**Selection**.
------------------------------------
Phase9 Entertainment

KILL BILL VOLUME 1 - Q&A with Quentin Tarantino, Uma Thurman, Daryl Hannah and Julie Dreyfus


Movie Interview by Mark Bayross

October 2003, and two years after superstar director Quentin Tarantino and studio Miramax announced production of his fourth film to the throng at Cannes, his plans for a short, low budget revenge tale have ballooned into a 3 and a half hour budget-smashing epic so sizeable that it has been divided into two films, a decision taken merely months before its release, 155 days late.

But now KILL BILL VOLUME 1 is here, and the director can be proud of the fact that he still has no weak link in his repertoire - it is an adrenaline-fuelled riot of leftfield cinema that manages to stun aesthetically and engage cerebrally, making the four month wait for VOLUME 2 seem agonisingly long (check out the ).

Now, at London's ornate Dorchester Hotel, we are in the company of the man himself, plus his leading lady and two of her co-stars. Settle down, because, as you'll know already, QT does like to talk...


Mr Tarantino, if I could start with you...the violence. Clearly it was your intention, when we hear the voice of Nancy Sinatra singing "Bang, bang, my baby shot me down" to let the audience know this was really a very black comedy?

QUENTIN TARANTINO: Definitely, that's definitely the case. I've done violence before but I've never done it in such an outrageous way. Not that I have a problem with it when it's not outrageous, but this is definitely not taking place on Planet Earth, and it is actually using a lot of Japanese filmmaker influences, where it's a standard staple in Japanese cinema to cut somebody's arm off and have them have water-hoses for veins [makes loud gushing sound].

Miss Thurman, you must have been inordinately delighted that Quentin was prepared to wait for you to have your baby and be prepared and fit enough to take on this role.

UMA THURMAN: I was incredibly pleased, amazed, overwhelmed...it is a testament to his loyalty, his friendship, his patience and his general goodness.

QUENTIN TARANTINO: I felt I may have put some undue pressure on you, though...we wait for six months and now you really have to deliver, then, huh?

UMA THURMAN: Not, Quentin...Quentin would never do that, but they used to phone me from production and they'd say, "Ok, now, so when's the baby coming? Ok, so try to schedule it, the baby comes this day, and that day..." and finally I said, "Listen guys, you put any more pressure on me to have this baby, I'm going to hang onto it! He's going to be overdue, he's going to come out with dry feet, I swear to God!" [Laughs]

QUENTIN TARANTINO: She used to say stuff like, "Everybody, I'm not baking a loaf of bread, I'm having a baby!"

UMA THURMAN: The kitchen timer doesn't work on this one...

QUENTIN TARANTINO: Actually it did!

UMA THURMAN: Yes, it did...that's me, I'm a slave to detail!

Miss Hannah, for you, KILL BILL began backstage in London...

DARYL HANNAH: Yes, I was doing "The Seven Year Itch" at the Queen's Theatre in London and Quentin came into my dressing room backstage and I was like "what the hell are you doing here?"

QUENTIN TARANTINO: I was going to play it cool... I wasn't going to tell her that I was thinking of casting her in a movie or anything, I was just going to say I was seeing the show, but I wasn't going to lie when she said "what the hell are you doing here?" [Laughs]

DARYL HANNAH: ...he said he'd come to see me in the play - thank God I didn't know or I would have been terrified and not been able to function - and then he told me just a little bit about the movie, and that was it until I got the script.
------------------------------------
**Task instructions**.
a: Revise the Kill Bill interview starting at the words "Movie Interview by" and stopping after "155 days late.", with "Miramax" changed to "Dimension Films".
b: Extract each line of the records that contains the string "door".

**Supplied data**.
------------------------------------
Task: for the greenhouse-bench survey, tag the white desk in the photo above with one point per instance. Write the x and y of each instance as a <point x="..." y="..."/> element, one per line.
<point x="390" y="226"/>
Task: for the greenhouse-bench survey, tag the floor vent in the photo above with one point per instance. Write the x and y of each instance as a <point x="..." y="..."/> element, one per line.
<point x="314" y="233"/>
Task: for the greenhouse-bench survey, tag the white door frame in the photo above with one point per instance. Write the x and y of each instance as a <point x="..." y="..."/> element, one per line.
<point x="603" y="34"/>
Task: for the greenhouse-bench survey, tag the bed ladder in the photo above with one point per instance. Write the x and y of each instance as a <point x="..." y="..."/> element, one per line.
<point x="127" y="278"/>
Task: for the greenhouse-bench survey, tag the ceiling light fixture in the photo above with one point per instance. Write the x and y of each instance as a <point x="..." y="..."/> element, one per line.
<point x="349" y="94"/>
------------------------------------
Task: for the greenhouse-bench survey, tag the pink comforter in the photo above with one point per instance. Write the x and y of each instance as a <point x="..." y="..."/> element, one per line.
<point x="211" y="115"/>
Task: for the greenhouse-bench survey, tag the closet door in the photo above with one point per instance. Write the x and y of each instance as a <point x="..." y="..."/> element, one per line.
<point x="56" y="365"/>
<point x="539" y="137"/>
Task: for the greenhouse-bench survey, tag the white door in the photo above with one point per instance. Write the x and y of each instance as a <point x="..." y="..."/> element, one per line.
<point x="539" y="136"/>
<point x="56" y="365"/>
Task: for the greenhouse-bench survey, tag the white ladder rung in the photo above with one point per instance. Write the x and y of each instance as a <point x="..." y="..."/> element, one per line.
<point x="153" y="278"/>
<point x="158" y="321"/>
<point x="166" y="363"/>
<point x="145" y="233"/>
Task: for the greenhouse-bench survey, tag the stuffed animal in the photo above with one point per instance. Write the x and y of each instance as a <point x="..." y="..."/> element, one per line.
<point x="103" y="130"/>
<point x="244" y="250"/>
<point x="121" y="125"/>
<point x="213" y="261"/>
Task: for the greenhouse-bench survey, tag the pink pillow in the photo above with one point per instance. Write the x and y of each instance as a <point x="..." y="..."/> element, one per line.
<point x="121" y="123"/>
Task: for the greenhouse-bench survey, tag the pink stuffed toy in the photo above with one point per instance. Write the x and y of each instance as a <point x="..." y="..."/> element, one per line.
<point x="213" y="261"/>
------------------------------------
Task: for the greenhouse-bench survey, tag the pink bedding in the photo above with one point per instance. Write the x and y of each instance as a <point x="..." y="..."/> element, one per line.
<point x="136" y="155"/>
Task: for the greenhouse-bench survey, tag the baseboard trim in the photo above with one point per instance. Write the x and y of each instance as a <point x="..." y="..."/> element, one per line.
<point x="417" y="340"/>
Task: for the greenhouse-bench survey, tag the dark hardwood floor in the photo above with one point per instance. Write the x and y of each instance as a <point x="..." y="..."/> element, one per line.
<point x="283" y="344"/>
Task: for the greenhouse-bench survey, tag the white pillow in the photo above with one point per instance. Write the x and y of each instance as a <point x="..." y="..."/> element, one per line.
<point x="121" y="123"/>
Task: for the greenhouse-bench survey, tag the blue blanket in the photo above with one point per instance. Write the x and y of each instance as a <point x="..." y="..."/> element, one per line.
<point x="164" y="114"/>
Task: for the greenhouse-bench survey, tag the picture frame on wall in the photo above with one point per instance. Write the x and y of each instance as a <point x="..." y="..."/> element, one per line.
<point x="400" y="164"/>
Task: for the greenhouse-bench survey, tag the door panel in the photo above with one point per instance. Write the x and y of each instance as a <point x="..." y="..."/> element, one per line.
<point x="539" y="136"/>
------------------------------------
**Solutions to each task**.
a:
Movie Interview by Mark Bayross

October 2003, and two years after superstar director Quentin Tarantino and studio Dimension Films announced production of his fourth film to the throng at Cannes, his plans for a short, low budget revenge tale have ballooned into a 3 and a half hour budget-smashing epic so sizeable that it has been divided into two films, a decision taken merely months before its release, 155 days late.

b:
Task: for the greenhouse-bench survey, tag the white door frame in the photo above with one point per instance. Write the x and y of each instance as a <point x="..." y="..."/> element, one per line.
Task: for the greenhouse-bench survey, tag the closet door in the photo above with one point per instance. Write the x and y of each instance as a <point x="..." y="..."/> element, one per line.
Task: for the greenhouse-bench survey, tag the white door in the photo above with one point per instance. Write the x and y of each instance as a <point x="..." y="..."/> element, one per line.
Task: for the greenhouse-bench survey, tag the door panel in the photo above with one point per instance. Write the x and y of each instance as a <point x="..." y="..."/> element, one per line.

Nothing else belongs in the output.